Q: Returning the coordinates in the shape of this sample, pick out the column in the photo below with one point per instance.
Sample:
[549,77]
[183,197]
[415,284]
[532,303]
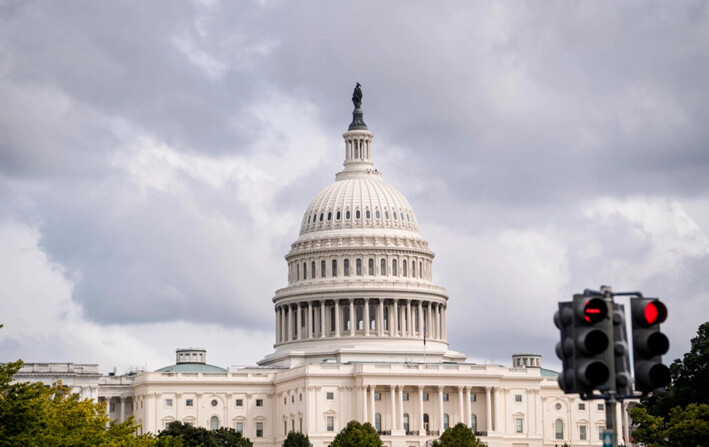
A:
[309,319]
[460,406]
[421,428]
[394,419]
[337,318]
[380,316]
[373,410]
[353,317]
[364,404]
[409,326]
[467,406]
[395,324]
[440,408]
[401,409]
[488,408]
[288,323]
[421,320]
[298,322]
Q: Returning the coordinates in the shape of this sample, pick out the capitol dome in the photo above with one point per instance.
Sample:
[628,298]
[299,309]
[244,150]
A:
[360,280]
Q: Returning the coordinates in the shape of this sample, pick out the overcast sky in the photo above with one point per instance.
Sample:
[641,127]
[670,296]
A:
[156,159]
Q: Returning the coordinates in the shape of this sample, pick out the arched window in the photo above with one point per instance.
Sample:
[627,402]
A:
[559,429]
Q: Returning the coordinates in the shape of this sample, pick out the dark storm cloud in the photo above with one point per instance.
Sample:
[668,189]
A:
[492,118]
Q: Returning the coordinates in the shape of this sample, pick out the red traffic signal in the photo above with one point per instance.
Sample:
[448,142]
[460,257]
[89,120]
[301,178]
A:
[594,310]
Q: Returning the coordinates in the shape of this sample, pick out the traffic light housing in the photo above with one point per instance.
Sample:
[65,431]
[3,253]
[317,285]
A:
[649,344]
[621,351]
[584,348]
[564,320]
[592,334]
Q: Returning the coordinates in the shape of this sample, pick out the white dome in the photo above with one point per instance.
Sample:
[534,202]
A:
[363,200]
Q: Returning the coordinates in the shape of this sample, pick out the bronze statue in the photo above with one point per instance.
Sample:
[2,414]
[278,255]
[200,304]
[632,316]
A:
[357,96]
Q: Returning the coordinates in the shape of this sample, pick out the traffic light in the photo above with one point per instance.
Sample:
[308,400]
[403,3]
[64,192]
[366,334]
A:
[623,381]
[564,320]
[593,354]
[649,344]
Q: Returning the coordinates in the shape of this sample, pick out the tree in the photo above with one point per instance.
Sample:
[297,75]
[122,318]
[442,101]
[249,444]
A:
[459,435]
[32,414]
[191,436]
[690,378]
[684,427]
[357,435]
[295,439]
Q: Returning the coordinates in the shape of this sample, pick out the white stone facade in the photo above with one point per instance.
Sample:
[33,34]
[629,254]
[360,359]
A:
[349,344]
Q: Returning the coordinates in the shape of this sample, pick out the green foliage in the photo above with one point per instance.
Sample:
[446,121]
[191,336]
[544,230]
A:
[295,439]
[32,414]
[684,427]
[458,436]
[357,435]
[190,436]
[690,378]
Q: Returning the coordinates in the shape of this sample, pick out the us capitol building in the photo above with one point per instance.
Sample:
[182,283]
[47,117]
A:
[360,333]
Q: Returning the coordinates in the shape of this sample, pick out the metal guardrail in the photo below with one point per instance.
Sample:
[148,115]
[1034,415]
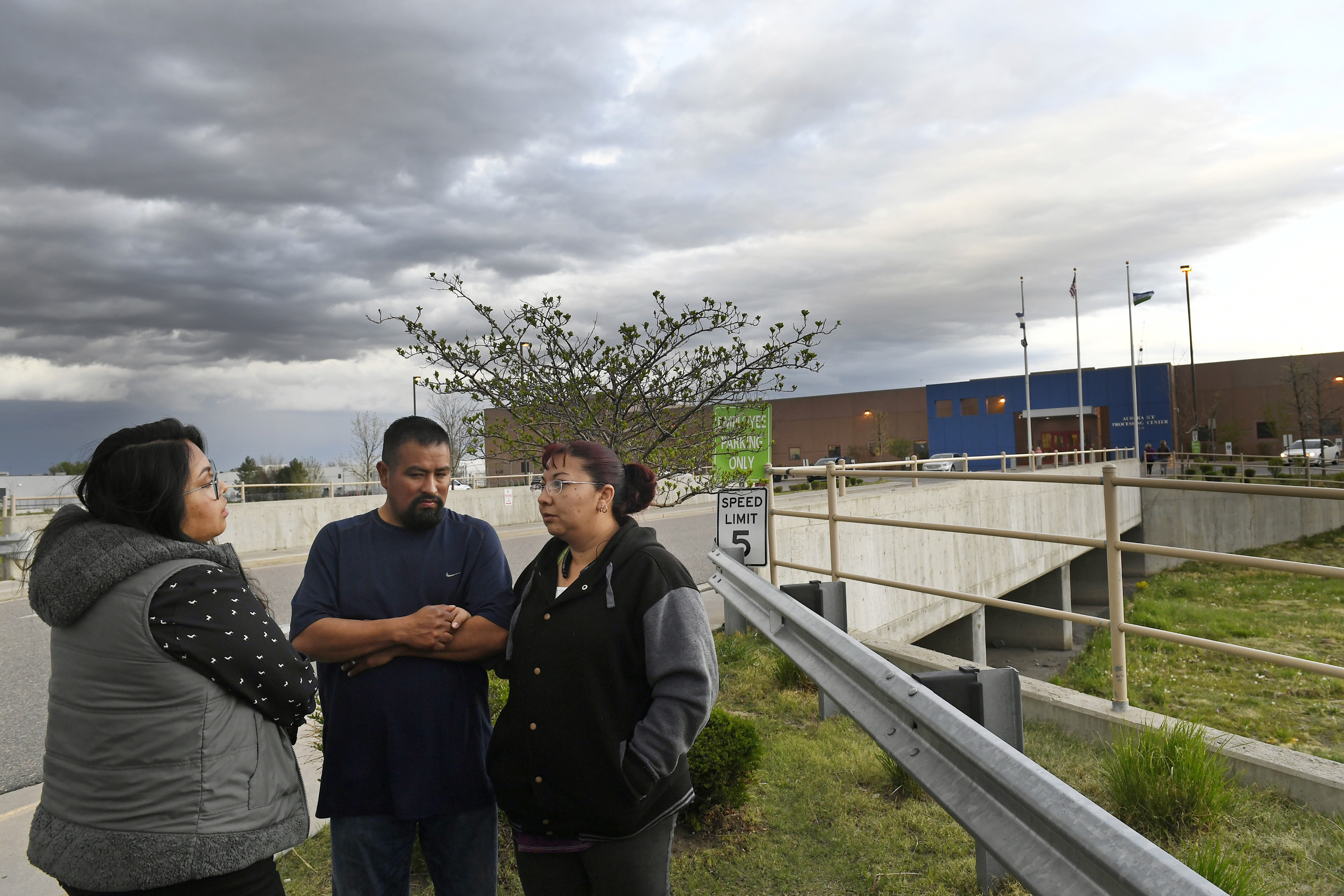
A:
[1050,837]
[1112,545]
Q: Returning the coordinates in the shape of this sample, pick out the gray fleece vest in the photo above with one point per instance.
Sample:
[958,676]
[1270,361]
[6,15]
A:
[154,774]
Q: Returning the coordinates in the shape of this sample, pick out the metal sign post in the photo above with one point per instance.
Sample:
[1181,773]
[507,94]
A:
[741,520]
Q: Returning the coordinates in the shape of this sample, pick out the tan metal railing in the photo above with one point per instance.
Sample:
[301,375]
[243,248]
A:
[1113,546]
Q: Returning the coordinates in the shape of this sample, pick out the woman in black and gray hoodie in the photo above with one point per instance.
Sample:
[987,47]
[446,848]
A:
[612,676]
[175,698]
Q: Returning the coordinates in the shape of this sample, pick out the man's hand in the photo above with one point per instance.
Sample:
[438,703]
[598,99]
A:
[428,629]
[457,616]
[431,628]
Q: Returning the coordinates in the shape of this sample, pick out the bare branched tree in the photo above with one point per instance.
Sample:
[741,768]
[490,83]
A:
[648,394]
[453,413]
[366,446]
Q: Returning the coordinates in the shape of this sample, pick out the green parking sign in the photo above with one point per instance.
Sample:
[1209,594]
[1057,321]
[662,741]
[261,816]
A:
[744,444]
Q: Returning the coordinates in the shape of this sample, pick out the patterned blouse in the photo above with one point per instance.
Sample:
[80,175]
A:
[208,619]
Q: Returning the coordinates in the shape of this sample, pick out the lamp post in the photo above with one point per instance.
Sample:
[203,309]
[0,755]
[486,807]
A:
[1190,324]
[1026,370]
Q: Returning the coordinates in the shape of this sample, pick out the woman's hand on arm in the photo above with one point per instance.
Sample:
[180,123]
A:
[334,640]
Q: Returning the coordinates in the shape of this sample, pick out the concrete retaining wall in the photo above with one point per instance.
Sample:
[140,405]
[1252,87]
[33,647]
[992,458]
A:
[280,526]
[1312,781]
[1229,523]
[978,565]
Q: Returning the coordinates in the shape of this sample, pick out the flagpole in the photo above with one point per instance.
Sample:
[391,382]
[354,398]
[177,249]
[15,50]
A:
[1134,374]
[1026,371]
[1078,343]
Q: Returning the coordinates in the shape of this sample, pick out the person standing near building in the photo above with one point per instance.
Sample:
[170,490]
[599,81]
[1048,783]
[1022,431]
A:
[612,675]
[398,605]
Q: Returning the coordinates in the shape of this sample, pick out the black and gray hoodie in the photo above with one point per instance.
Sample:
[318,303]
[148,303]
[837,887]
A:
[609,686]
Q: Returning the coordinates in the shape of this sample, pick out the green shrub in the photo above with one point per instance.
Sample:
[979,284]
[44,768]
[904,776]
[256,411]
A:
[1234,874]
[1166,782]
[723,760]
[902,785]
[789,675]
[734,648]
[498,692]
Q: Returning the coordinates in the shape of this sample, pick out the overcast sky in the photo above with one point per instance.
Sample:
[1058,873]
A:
[200,203]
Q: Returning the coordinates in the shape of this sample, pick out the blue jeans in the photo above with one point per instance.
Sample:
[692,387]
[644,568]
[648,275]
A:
[371,855]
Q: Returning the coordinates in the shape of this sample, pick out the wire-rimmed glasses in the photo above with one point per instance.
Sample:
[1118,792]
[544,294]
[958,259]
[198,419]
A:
[557,487]
[214,481]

▸ Work task
Output the records exactly, please. The pictures are not part of the copy.

▸ Output of the exercise
Q: Returning the coordinates in the shape of this sample, pick out the column in the photo below with one point per instance.
Sample:
[549,77]
[183,197]
[415,284]
[532,303]
A:
[309,319]
[460,406]
[421,428]
[394,419]
[337,318]
[380,316]
[373,410]
[353,317]
[364,404]
[409,326]
[467,406]
[395,324]
[440,408]
[401,409]
[488,408]
[288,323]
[421,320]
[298,322]
Q: Returning the coordinates in the shape of this sample, pick out the capitol dome in the photo above with one point per instance.
Sample:
[628,298]
[299,309]
[244,150]
A:
[360,280]
Q: Returning the coordinates in the shape of this sample, pick out the overcast sky in the photo above with one point per instance.
Sample:
[641,127]
[670,296]
A:
[156,159]
Q: Returning the coordinates in the shape of this sample, pick out the arched window in the photo above with one point per instance.
Sample:
[627,402]
A:
[559,429]
Q: Returning the coordinates in the shape of this sample, pick out the dark storm cloud in the photo above with one point per instance.
Sample:
[668,189]
A:
[492,118]
Q: Returning the coordinates in the shape of this sample, pick out the red traffic signal in the photo above with one point per instance.
Sample:
[448,142]
[460,257]
[89,120]
[301,178]
A:
[594,310]
Q: Returning the coordinates in the shape of this sample, pick out the traffic light housing in the photo above with one point per instance.
Sample:
[65,431]
[3,253]
[317,285]
A:
[649,344]
[621,351]
[584,348]
[564,320]
[592,334]
Q: Returning the coordinates in the shape of this sample, pick out the white dome in the photo above with one point per instance.
Sample:
[534,202]
A:
[363,200]
Q: Returning the coordinates in the shape of this sample, pick out the bronze statue in the photo above with one point per instance.
Sample:
[2,414]
[278,255]
[200,304]
[632,316]
A:
[357,96]
Q: Returning the coordinates in the shape of this sample, pick out the traffic light in the photo above with one point per instance.
Sample:
[308,400]
[403,3]
[64,192]
[366,334]
A:
[623,381]
[564,320]
[593,354]
[649,344]
Q: Returning the coordinates in the shape of this sample, pick out the tree in the photo above with one point per instance.
Sample:
[297,75]
[122,318]
[442,101]
[249,444]
A:
[459,435]
[32,414]
[191,436]
[690,378]
[684,427]
[357,435]
[295,439]
Q: Returning the coordinates in the shape of this sample, pick out the white stone facade in the photo above with one point per instance.
Sample:
[33,34]
[629,254]
[360,359]
A:
[349,344]
Q: Returning the coordinates in the shape of this sample, pick out the green foliage in the photo above with one point per instance.
Sample:
[446,121]
[191,336]
[544,230]
A:
[295,439]
[32,414]
[684,427]
[458,436]
[357,435]
[190,436]
[690,378]
Q: Returning the coordinates in the shape of this sample, pick out the us capitol building in the photo above with one point per instance.
Sample:
[182,283]
[47,117]
A:
[360,333]
Q: Returning the coordinates in the shape of this sample, pick out the metal guardrail in the photo below with one point per instance.
Sample:
[148,115]
[1034,415]
A:
[1050,837]
[1112,545]
Q: Returning the coordinates in the shape of this sample, pick out the gray fleece vest in the photo above with one point per instance.
Sample:
[958,676]
[1270,361]
[6,15]
A:
[154,774]
Q: Returning the coordinates in the shape of this sample, pick out the metal sign post in the photo above with one point per instance.
Sample:
[1181,773]
[507,94]
A:
[741,520]
Q: Returning the coordinates in the shape of this sample, pick out the tan metal railing in the photo above with one point per instance.
Sample:
[301,375]
[243,248]
A:
[1113,546]
Q: Returning the coordinates in the shape of this sample, pick out the woman in black and gray hoodie in the photo above with one point per instance.
Sample:
[987,47]
[446,848]
A:
[612,676]
[175,698]
Q: Returning the coordinates in the shape of this sample, pick out the man's hand in the photo above with one point per instance.
Sample:
[438,703]
[598,99]
A:
[428,629]
[457,616]
[431,628]
Q: Returning the coordinates in the shape of this sample, pick out the bare branched tree in the photo above with one point per instance.
Sample:
[741,768]
[490,83]
A:
[648,394]
[453,413]
[366,446]
Q: Returning the coordinates in the shape of this sample, pick out the green parking sign in the photo above with one point per instance.
Sample:
[1209,594]
[1057,321]
[662,741]
[261,816]
A:
[744,444]
Q: Returning the coordinates in the shape of this sample, pick out the patterned blouse in the photo above with one point per instance.
Sample:
[80,175]
A:
[208,619]
Q: Returning the coordinates in the shape of this sample, pick out the lamp post in the photo above with one point per instance.
Sample:
[203,309]
[0,755]
[486,807]
A:
[1190,324]
[1026,370]
Q: Returning the coordinates in the shape of this sample, pick out the woman's hand on arm in the photo above with one point per instance.
Sample:
[180,123]
A:
[334,640]
Q: Returning the coordinates in the shape of this sample, pick out the concrete retaining wall in the photo above with one point per instance.
Sample:
[140,405]
[1252,87]
[33,647]
[992,458]
A:
[280,526]
[1312,781]
[1229,523]
[978,565]
Q: Returning the coordinates in the shape of this sample, pick out the flagpole in the photo above with one point per instance.
Sample:
[391,382]
[354,398]
[177,249]
[15,50]
A:
[1134,374]
[1026,371]
[1078,343]
Q: Returning the coordinates in the shape of this sample, pick out the person standing near building in the photo above with one point per instance.
Sample:
[170,490]
[599,81]
[1048,783]
[1022,431]
A:
[612,675]
[398,605]
Q: Returning the coordinates in the shape of this sample, pick out the black and gray hoodie in the photo above with one point per instance.
Sample:
[318,303]
[148,303]
[837,887]
A:
[609,686]
Q: Returning the coordinates in the shape of this sample, pick out the green shrub in the photo above with one point per instance.
Sample:
[979,284]
[44,768]
[904,776]
[256,411]
A:
[1234,874]
[1166,782]
[723,760]
[902,785]
[789,675]
[734,648]
[498,692]
Q: Returning the coordinates in the shape of this sample, pick out the overcast sky in the photo above with one point per instance.
Sample:
[1058,873]
A:
[200,203]
Q: Returning the coordinates in the shape of this sample, pick out the blue jeans in the photo above with one point per instance.
Sample:
[692,387]
[644,568]
[648,275]
A:
[371,855]
Q: Returning the coordinates in the shape of this sample, pick out the wire-rimmed glasses in the photo above with one point per instance.
Sample:
[1118,792]
[544,294]
[958,259]
[198,419]
A:
[557,487]
[214,481]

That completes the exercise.